▶ _Exercise aim_:
Write out each line from the data below that includes the word "with".

### Raw data

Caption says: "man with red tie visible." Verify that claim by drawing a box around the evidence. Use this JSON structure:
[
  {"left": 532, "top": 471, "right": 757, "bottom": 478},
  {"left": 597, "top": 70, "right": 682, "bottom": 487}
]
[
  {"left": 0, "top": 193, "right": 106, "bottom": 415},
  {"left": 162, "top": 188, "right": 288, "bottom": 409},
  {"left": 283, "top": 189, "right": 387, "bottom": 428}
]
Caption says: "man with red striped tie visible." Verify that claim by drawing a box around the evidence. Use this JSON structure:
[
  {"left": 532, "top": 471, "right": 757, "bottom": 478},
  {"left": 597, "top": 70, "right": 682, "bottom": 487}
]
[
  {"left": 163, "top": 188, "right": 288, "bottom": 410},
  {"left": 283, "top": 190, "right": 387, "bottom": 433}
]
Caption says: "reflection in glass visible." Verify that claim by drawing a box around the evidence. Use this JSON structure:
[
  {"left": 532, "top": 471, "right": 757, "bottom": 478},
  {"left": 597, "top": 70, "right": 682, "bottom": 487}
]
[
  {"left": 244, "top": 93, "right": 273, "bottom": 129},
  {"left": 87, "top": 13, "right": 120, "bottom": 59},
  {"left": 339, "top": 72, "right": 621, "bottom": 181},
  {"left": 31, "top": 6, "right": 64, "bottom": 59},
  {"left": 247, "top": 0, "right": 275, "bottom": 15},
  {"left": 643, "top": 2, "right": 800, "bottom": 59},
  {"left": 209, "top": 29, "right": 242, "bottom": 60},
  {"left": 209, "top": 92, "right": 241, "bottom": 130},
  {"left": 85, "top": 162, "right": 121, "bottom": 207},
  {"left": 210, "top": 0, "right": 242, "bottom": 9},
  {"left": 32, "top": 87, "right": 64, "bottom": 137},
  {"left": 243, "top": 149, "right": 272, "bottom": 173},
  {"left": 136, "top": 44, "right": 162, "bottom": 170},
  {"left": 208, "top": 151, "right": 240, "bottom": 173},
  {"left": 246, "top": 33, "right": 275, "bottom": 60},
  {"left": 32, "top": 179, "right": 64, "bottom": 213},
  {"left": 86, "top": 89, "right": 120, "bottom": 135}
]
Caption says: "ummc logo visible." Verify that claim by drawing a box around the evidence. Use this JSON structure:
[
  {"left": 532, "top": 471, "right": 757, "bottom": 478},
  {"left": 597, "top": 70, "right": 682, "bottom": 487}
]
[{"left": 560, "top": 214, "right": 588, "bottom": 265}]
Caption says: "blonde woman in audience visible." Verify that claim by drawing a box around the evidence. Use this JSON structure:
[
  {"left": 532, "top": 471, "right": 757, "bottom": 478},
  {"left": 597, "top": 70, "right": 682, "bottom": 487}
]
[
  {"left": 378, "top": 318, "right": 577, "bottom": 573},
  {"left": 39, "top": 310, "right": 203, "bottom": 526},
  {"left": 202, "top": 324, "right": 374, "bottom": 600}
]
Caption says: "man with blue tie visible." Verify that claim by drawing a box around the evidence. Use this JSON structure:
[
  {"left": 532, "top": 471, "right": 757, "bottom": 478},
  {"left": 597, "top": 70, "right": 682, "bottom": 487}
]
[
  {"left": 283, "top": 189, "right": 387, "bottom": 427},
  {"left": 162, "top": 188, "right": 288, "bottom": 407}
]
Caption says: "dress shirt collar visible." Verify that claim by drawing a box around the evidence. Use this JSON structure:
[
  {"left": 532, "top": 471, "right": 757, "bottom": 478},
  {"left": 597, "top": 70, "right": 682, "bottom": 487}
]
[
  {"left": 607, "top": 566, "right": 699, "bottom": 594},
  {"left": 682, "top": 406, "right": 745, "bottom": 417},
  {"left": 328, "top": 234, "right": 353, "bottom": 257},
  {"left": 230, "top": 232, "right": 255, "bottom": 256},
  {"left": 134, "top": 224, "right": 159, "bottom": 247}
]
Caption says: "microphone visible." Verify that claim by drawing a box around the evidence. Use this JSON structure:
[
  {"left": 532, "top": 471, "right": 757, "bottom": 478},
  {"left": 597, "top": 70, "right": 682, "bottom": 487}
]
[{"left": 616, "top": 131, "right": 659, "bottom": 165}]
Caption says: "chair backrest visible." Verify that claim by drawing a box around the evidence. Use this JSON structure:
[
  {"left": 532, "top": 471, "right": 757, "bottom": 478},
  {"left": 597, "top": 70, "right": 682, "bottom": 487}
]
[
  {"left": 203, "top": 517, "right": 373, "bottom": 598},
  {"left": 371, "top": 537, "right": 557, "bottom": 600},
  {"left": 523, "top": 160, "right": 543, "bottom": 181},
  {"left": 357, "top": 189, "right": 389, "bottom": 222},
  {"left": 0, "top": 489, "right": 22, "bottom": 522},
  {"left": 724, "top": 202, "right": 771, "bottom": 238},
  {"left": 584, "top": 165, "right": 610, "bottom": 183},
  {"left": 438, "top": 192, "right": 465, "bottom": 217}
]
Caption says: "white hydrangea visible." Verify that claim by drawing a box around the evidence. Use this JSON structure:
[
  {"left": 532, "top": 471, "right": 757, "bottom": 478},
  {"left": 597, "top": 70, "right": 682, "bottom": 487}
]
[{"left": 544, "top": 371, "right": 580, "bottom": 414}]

######

▶ _Answer box_:
Caption says: "man with red tie visible." Verify that claim by drawing a box around the evidence. Use this JSON structure:
Caption says: "man with red striped tie visible." Verify that claim by drawing a box around the evidence. Use this JSON structure:
Caption says: "man with blue tie visible." Verify that claim by drawing a box around the evidence. Use this JSON structure:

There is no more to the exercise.